WHAT THE TASK ASKS> Look below for the line that has "positive clicks: (288, 315)". Set down the lines from there through the line that has "positive clicks: (284, 552) (39, 466)", exactly as written.
===============
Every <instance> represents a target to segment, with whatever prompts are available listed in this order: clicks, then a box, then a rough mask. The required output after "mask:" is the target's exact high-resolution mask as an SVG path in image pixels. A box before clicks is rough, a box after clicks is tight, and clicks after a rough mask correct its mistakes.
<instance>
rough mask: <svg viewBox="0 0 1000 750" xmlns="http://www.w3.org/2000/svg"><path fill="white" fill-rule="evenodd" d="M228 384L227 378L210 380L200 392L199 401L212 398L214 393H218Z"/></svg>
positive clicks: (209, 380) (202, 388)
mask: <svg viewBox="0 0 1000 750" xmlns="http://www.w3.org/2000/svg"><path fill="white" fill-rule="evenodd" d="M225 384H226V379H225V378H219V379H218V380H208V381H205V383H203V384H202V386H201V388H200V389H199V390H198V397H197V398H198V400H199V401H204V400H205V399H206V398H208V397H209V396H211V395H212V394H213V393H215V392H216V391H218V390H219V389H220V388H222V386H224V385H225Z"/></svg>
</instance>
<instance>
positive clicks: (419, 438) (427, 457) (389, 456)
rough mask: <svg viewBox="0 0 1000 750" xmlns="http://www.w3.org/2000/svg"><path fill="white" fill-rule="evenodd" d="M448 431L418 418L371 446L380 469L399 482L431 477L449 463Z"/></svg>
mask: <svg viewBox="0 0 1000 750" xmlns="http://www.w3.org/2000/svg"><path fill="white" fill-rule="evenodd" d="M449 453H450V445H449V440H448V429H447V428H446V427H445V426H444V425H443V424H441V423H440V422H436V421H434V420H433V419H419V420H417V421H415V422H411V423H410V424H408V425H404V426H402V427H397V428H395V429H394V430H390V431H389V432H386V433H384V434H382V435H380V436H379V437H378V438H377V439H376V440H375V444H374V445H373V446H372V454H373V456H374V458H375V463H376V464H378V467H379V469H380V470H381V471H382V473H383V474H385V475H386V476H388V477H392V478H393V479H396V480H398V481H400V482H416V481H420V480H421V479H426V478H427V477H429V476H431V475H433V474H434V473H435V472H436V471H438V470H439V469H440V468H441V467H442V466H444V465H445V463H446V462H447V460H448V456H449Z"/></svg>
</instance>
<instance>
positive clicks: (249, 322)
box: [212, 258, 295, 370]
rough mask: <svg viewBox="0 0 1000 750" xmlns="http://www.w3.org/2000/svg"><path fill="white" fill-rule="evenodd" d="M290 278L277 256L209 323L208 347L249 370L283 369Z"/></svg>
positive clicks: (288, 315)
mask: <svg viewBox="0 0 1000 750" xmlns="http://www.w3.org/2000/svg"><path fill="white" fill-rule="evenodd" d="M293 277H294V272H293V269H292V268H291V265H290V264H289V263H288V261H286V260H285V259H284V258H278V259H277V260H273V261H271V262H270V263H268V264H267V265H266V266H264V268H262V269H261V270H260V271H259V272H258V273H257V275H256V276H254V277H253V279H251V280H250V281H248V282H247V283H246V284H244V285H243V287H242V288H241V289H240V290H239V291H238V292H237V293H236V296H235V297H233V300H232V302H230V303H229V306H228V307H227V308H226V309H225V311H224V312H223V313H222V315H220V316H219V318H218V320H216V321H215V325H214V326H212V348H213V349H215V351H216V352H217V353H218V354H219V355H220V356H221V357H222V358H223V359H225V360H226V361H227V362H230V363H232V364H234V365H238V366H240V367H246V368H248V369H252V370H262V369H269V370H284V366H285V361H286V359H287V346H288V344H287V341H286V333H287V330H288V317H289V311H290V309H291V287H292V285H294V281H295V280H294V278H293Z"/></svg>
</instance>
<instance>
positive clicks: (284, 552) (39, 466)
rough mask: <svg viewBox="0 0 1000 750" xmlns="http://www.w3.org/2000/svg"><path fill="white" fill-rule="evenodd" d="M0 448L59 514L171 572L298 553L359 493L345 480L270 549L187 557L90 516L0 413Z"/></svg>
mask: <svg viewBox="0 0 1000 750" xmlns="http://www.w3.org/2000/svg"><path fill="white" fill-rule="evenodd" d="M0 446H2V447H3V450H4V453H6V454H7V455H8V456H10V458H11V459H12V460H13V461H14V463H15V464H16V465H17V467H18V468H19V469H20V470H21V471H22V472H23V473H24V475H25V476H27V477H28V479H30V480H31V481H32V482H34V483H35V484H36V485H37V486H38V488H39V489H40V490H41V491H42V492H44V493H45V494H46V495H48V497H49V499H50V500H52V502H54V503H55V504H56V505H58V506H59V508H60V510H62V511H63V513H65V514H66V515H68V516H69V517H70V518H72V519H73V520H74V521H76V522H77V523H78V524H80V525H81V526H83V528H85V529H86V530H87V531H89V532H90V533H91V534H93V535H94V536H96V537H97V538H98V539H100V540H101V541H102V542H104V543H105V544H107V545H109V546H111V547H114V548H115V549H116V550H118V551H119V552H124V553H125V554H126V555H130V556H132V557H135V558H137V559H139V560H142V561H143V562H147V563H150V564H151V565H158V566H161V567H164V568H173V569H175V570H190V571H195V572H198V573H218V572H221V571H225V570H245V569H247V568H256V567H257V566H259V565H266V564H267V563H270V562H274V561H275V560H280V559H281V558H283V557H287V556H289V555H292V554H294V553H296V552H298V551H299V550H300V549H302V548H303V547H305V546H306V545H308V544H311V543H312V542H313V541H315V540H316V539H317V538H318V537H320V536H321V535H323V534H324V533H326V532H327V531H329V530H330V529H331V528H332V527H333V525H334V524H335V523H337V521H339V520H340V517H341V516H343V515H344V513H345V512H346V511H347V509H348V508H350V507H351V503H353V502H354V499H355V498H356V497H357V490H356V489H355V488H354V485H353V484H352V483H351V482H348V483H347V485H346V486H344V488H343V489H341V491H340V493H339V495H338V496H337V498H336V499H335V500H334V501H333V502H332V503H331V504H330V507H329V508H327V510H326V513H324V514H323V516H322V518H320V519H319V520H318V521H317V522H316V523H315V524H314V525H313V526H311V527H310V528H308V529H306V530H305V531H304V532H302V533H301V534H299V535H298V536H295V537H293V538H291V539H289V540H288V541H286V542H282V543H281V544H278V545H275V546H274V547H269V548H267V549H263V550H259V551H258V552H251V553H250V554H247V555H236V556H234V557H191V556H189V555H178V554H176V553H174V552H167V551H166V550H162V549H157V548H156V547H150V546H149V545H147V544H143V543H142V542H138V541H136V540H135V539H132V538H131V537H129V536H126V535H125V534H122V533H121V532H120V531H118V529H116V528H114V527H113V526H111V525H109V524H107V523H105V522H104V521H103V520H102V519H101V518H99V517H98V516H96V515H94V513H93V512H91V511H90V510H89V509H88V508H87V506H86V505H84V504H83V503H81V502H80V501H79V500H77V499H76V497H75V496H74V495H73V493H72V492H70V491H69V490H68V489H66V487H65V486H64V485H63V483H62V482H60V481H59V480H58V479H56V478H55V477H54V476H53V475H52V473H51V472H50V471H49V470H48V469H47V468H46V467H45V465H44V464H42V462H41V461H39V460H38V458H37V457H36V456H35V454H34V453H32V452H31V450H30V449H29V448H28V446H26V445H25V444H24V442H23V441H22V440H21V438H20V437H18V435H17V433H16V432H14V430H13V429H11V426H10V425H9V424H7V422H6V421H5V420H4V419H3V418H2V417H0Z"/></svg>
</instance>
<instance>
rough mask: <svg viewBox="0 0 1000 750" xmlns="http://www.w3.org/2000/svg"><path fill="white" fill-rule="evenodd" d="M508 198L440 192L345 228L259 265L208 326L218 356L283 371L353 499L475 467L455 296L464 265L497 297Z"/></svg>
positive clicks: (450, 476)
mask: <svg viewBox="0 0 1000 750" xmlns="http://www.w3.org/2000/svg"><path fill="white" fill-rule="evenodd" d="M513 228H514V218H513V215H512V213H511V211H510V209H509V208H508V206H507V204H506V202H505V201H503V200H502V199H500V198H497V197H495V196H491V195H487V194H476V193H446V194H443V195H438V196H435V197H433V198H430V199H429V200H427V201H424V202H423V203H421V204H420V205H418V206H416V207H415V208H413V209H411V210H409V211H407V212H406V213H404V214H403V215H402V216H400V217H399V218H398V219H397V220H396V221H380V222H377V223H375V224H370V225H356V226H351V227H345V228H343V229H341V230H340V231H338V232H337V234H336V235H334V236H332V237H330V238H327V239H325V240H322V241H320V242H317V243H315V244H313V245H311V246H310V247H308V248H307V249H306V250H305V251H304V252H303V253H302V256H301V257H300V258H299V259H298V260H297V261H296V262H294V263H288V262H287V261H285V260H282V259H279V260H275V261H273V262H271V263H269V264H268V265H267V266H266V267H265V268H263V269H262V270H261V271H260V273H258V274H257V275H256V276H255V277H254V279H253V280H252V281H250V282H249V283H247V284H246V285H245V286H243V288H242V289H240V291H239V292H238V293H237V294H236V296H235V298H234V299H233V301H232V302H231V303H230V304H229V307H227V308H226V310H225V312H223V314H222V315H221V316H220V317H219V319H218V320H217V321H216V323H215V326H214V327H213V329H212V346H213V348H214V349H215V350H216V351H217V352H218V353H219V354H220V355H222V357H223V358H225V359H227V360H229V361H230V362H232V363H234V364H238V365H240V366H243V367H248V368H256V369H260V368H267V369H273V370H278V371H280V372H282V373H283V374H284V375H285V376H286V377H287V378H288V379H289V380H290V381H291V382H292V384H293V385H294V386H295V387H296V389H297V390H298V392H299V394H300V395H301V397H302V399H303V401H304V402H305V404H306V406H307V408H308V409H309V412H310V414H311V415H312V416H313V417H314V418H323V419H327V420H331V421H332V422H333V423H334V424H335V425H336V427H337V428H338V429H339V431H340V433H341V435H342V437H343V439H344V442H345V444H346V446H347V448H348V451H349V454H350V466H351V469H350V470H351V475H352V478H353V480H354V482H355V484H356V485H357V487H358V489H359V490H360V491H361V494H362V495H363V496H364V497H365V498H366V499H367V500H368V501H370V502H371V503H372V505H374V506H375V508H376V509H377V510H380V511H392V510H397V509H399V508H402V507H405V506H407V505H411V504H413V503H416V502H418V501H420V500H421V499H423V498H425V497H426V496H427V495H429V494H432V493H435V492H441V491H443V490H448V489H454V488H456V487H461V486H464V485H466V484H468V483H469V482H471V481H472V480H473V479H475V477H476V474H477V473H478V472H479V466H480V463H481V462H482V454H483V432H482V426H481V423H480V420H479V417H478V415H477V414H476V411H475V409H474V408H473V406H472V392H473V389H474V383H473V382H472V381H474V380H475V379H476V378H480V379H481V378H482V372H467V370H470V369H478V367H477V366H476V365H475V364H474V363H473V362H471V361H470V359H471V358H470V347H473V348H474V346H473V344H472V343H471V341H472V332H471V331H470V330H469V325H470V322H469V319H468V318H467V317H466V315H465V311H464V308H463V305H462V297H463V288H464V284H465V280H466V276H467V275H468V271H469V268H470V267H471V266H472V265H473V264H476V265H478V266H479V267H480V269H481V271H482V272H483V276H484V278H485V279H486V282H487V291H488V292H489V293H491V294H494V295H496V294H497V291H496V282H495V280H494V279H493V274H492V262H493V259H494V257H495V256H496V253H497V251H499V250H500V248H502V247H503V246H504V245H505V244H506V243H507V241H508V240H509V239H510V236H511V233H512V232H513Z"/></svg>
===============
YOUR SOLUTION>
positive clicks: (288, 315)
mask: <svg viewBox="0 0 1000 750" xmlns="http://www.w3.org/2000/svg"><path fill="white" fill-rule="evenodd" d="M293 277H294V272H293V269H292V268H291V265H290V264H289V263H288V261H286V260H285V259H284V258H278V259H277V260H273V261H271V262H270V263H268V264H267V265H266V266H264V268H262V269H261V270H260V271H259V272H258V273H257V275H256V276H254V277H253V279H251V280H250V281H248V282H247V283H246V284H244V285H243V287H242V288H241V289H240V290H239V291H238V292H237V293H236V296H235V297H233V300H232V302H230V303H229V306H228V307H227V308H226V309H225V311H224V312H223V313H222V315H220V316H219V318H218V320H216V321H215V325H214V326H212V348H213V349H215V351H216V352H217V353H218V354H219V355H220V356H221V357H222V358H223V359H225V360H226V361H227V362H230V363H232V364H234V365H238V366H240V367H246V368H248V369H252V370H262V369H269V370H284V366H285V361H286V359H287V346H288V344H287V341H286V333H287V330H288V317H289V311H290V309H291V287H292V285H294V281H295V280H294V278H293Z"/></svg>
</instance>
<instance>
positive clicks: (284, 552) (39, 466)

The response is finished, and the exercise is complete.